Transcribe the listing exactly, skipping every picture.

Content starts

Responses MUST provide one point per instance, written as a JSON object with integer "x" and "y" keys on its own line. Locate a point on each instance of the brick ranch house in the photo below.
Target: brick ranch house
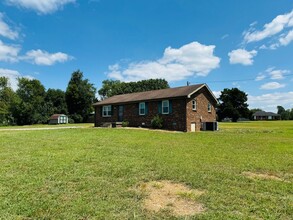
{"x": 182, "y": 108}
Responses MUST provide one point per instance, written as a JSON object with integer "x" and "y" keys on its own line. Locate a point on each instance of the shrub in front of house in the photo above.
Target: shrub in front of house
{"x": 157, "y": 122}
{"x": 125, "y": 123}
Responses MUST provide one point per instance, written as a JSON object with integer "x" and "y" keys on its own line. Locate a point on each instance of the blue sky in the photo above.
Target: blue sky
{"x": 231, "y": 43}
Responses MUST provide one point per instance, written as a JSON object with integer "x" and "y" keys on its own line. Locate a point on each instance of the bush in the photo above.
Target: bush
{"x": 157, "y": 122}
{"x": 125, "y": 123}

Content ends

**ANSWER SECTION:**
Responses MUST provide one point per instance, written as a JSON object with integer "x" and "y" keys on its own line. Locate a point on each instance of the brick ranch house in the photo below.
Target: brick ranch house
{"x": 182, "y": 108}
Responses MUST provide one point per instance, written as a JSON object with integer "x" and "y" keys on its own line. Locate a point on each instance of the shrub in front of house in the photo above.
Target: shrub in front of house
{"x": 157, "y": 122}
{"x": 125, "y": 123}
Responses MUST provide one point per instance, written as a JSON object with integer "x" and "y" keys on its own line. Locate a point on each instance of the blue sky in the photo above.
Target: blue sky
{"x": 231, "y": 43}
Responses MUST provide one point per instance, written as a JSON object with integer "x" and "y" keys on its own line. Locate a point on each instance of the bush in the photo above.
Target: bush
{"x": 157, "y": 122}
{"x": 125, "y": 123}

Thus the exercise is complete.